原告は「真実の所得等を秘匿し、それが課税の対象となることを回避する意思」はなく、しかも、「積極的な所得等の秘匿工作及びそれと同視し得る不作為」も行っていないとの主張に対し、裁判所は、「真実の所得を隠蔽し、それが課税対象となることを回避するため、所得金額を殊更に過少に記載した内容虚偽の確定申告書を税務署長に提出する行為は『偽りその他不正の行為』に当たる」とし、所得税の過少申告が消費税等との関係における資産の譲渡等の秘匿工作に当たり、原告の行為が資産の譲渡等の秘匿工作を伴う不申告といえる」と認定し、「偽りその他不正の行為」に該当すると判断しました。
また、原告の「事業について納税の方法を理解していなかったから、本件事業に係る所得税及び消費税等について申告、納付をしていなかっただけである」、「事業について、法人でなければ申告できないと誤解していた」との主張についても、裁判所は、社会人として当然有すべき基本的知識の欠如を装った不合理な弁解として退けています。
このように、課税逃れの意図とそれを裏付ける行為が認定されれば「偽りその他不正の行為」に該当し、重加算税の適用対象となる。また、これに該当すれば、通則法70条4項により除斥期間は7年となるため、当該賦課決定処分も適法とされることになります。
本件は、意図的な所得隠しが消費税等にも波及することを示し、重加算税の根拠となる「偽りその他不正の行為」の解釈において重要な示唆を与えるものだと考えます。
「決算書の数字に見える人格」は過少申告行為、不申告行為にも表れます。
仮装や隠蔽の事実がなくても、『適正な申告をしない』明確な意図が認定され、その意図に基づく行為であれば、厳しいペナルティが科せられるのは公平性の観点から当然であり、いかなる主張も認められないといえます。

▶ _指示文_: 重加算税についての文章から、「また、原告の「事業について納」を含む箇所で書き始め、「張も認められないといえます。」まで書いたら止めて、そのまま正確に書き写すこと。

▶ _提供資料_:
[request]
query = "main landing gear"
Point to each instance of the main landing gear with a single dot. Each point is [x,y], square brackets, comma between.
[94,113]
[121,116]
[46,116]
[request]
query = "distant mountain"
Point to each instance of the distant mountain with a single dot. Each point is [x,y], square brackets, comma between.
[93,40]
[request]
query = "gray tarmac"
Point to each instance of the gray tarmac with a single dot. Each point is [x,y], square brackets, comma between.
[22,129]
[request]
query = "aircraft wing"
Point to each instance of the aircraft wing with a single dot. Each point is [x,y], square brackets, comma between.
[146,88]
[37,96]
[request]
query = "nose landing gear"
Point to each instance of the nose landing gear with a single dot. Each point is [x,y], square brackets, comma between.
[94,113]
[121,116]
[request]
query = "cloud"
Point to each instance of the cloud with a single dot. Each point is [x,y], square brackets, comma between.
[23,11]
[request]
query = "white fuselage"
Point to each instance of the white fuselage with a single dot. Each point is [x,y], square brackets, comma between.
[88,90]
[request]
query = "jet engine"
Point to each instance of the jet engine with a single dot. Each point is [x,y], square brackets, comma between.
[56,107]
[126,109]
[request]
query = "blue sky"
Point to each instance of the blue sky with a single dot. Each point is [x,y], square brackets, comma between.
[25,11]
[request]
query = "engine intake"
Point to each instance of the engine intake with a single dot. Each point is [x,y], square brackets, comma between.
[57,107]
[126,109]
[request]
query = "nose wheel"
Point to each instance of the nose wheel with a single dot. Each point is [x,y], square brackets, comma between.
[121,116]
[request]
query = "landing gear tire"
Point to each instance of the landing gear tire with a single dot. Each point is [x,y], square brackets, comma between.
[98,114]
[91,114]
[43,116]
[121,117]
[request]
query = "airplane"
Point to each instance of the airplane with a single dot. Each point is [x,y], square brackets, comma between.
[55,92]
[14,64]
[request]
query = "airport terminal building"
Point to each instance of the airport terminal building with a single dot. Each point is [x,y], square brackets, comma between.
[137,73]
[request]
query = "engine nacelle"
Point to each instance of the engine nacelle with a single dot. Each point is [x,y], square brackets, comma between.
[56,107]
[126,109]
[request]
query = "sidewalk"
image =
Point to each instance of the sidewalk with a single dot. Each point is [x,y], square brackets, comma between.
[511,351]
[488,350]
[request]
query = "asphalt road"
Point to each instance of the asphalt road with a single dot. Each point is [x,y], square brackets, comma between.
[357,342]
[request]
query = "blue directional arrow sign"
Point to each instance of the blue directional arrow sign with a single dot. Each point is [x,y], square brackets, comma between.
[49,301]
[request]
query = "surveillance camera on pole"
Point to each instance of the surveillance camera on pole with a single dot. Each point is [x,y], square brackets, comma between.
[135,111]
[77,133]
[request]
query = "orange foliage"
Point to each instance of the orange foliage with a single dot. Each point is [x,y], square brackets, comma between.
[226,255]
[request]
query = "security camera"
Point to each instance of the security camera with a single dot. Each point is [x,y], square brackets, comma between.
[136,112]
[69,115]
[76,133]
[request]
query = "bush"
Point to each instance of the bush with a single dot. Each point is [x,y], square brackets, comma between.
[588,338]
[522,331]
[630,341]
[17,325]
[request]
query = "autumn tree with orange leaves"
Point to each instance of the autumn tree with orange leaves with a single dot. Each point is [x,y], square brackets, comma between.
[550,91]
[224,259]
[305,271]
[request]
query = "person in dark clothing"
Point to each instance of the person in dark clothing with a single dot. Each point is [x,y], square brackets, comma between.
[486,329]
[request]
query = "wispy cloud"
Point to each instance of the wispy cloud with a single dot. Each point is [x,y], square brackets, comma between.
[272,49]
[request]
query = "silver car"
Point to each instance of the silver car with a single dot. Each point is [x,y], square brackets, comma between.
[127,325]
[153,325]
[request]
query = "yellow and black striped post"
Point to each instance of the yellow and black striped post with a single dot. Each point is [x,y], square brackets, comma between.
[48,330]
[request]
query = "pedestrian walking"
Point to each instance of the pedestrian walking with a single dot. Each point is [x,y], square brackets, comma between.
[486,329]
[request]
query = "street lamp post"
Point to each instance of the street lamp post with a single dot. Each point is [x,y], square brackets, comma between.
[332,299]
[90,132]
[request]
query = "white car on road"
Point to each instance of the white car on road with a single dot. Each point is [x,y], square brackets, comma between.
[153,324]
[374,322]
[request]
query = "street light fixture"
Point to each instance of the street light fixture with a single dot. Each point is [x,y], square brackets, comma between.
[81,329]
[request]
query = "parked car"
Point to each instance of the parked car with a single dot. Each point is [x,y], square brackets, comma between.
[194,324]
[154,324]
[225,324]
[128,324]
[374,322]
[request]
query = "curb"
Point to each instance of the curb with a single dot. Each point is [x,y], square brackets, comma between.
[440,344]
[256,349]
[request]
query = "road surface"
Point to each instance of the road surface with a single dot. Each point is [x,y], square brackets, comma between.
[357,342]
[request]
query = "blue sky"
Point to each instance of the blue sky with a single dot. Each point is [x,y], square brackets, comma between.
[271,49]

▶ _解答_:
また、原告の「事業について納税の方法を理解していなかったから、本件事業に係る所得税及び消費税等について申告、納付をしていなかっただけである」、「事業について、法人でなければ申告できないと誤解していた」との主張についても、裁判所は、社会人として当然有すべき基本的知識の欠如を装った不合理な弁解として退けています。
このように、課税逃れの意図とそれを裏付ける行為が認定されれば「偽りその他不正の行為」に該当し、重加算税の適用対象となる。また、これに該当すれば、通則法70条4項により除斥期間は7年となるため、当該賦課決定処分も適法とされることになります。
本件は、意図的な所得隠しが消費税等にも波及することを示し、重加算税の根拠となる「偽りその他不正の行為」の解釈において重要な示唆を与えるものだと考えます。
「決算書の数字に見える人格」は過少申告行為、不申告行為にも表れます。
仮装や隠蔽の事実がなくても、『適正な申告をしない』明確な意図が認定され、その意図に基づく行為であれば、厳しいペナルティが科せられるのは公平性の観点から当然であり、いかなる主張も認められないといえます。